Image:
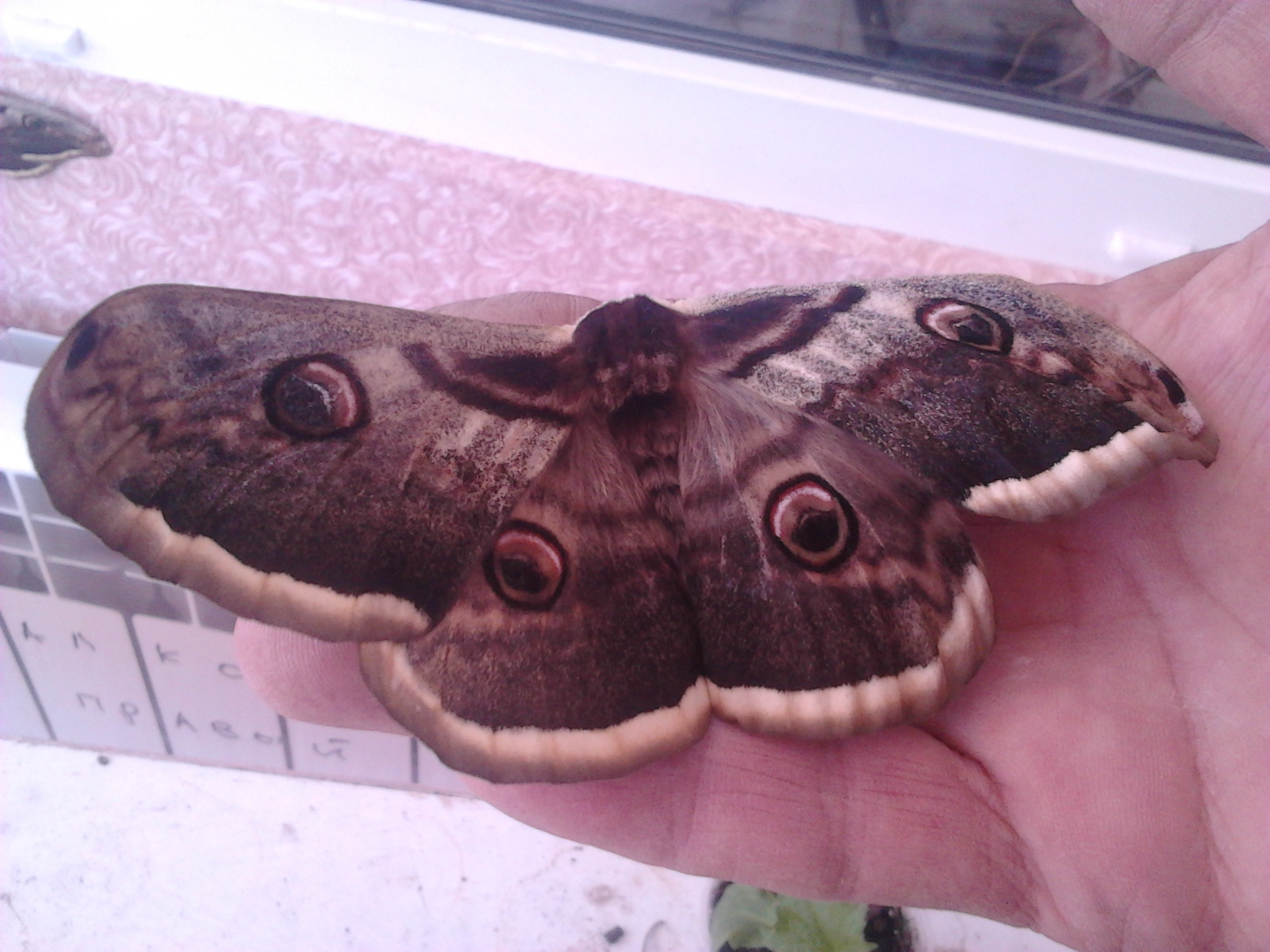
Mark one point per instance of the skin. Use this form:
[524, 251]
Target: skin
[1105, 778]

^^^^

_Exercise aim_
Transcribe the data word for word, with no images.

_Problem solution_
Image:
Mark one point per instance of the skin. Use this form:
[524, 251]
Target: skin
[1105, 778]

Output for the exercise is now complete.